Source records
######
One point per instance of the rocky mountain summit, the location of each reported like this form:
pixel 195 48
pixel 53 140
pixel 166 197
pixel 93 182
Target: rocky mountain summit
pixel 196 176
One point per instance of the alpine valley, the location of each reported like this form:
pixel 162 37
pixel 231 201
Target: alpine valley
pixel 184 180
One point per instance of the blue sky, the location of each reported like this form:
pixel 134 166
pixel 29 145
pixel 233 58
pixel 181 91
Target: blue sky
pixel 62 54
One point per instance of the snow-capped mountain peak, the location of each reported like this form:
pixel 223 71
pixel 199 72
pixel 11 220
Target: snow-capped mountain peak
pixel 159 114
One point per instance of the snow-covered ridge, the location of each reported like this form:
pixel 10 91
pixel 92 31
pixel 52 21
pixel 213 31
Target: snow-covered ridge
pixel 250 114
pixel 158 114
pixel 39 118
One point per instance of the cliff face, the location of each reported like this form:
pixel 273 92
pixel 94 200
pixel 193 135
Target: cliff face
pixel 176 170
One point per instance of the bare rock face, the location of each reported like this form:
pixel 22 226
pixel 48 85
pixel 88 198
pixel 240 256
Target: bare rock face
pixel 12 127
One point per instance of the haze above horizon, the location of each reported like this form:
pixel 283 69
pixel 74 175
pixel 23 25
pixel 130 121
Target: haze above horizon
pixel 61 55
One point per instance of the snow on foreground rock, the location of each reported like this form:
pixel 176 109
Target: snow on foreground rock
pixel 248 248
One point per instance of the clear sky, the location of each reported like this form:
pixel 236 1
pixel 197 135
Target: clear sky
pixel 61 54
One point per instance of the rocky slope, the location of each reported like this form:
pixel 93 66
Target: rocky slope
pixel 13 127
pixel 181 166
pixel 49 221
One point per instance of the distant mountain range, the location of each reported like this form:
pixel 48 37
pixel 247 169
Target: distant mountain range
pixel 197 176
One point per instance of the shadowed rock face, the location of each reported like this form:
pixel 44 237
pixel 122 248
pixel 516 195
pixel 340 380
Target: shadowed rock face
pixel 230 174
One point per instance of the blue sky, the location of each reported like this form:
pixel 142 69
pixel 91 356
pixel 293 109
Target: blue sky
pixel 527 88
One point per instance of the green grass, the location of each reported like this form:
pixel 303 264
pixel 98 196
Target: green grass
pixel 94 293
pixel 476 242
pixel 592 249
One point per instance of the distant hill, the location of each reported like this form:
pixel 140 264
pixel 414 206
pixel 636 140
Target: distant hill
######
**Short problem**
Please copy all of the material above line for line, with no changes.

**Output**
One point per instance of the rocky mountain summit, the location of each reported like this form:
pixel 195 48
pixel 53 140
pixel 166 197
pixel 93 182
Target: rocky mountain summit
pixel 196 176
One point per instance of the alpine valley, the location of each reported like this form:
pixel 162 37
pixel 231 201
Target: alpine valley
pixel 184 180
One point per instance of the blue sky, the location of each reported like this form:
pixel 134 166
pixel 29 145
pixel 233 58
pixel 181 91
Target: blue sky
pixel 62 54
One point per instance of the snow-capped mountain peak, the location of each reported like this form:
pixel 223 71
pixel 199 72
pixel 11 220
Target: snow-capped mountain peak
pixel 159 114
One point per instance of the snow-covered ridge, the location of each reported like this form:
pixel 10 91
pixel 92 31
pixel 52 21
pixel 213 31
Target: snow-covered ridge
pixel 250 114
pixel 158 114
pixel 39 118
One point per instance of the cliff face, the location of each reported like this form:
pixel 273 92
pixel 94 200
pixel 193 135
Target: cliff face
pixel 176 170
One point per instance of the bare rock face, the location of each reported like this form:
pixel 22 226
pixel 48 85
pixel 88 198
pixel 240 256
Target: bare rock face
pixel 12 127
One point per instance of the haze above horizon, the location of each reported like this form:
pixel 283 69
pixel 74 175
pixel 23 25
pixel 130 121
Target: haze above horizon
pixel 61 55
One point per instance of the snow on foreground rock, the location of each reported like this form:
pixel 176 109
Target: snow on foreground rock
pixel 248 248
One point per instance of the clear sky, the location of each reported like this form:
pixel 236 1
pixel 197 135
Target: clear sky
pixel 61 54
One point per instance of the rocky slope, the location of each reported like this form:
pixel 93 66
Target: rocky slope
pixel 13 127
pixel 181 166
pixel 49 221
One point per instance of the distant mountain range, the location of each reported like this form:
pixel 48 37
pixel 247 169
Target: distant mountain range
pixel 197 176
One point per instance of the shadowed rock face, the location of each reported like this form:
pixel 44 237
pixel 122 248
pixel 516 195
pixel 340 380
Target: shadowed rock face
pixel 230 174
One point per instance of the blue sky, the location of each reported like this form:
pixel 142 69
pixel 91 356
pixel 293 109
Target: blue sky
pixel 527 88
One point per instance of the green grass, the location of each reported like this form:
pixel 303 264
pixel 98 196
Target: green grass
pixel 94 293
pixel 476 242
pixel 592 249
One point per instance of the distant hill, the location of each reported like this form:
pixel 140 264
pixel 414 206
pixel 636 140
Target: distant hill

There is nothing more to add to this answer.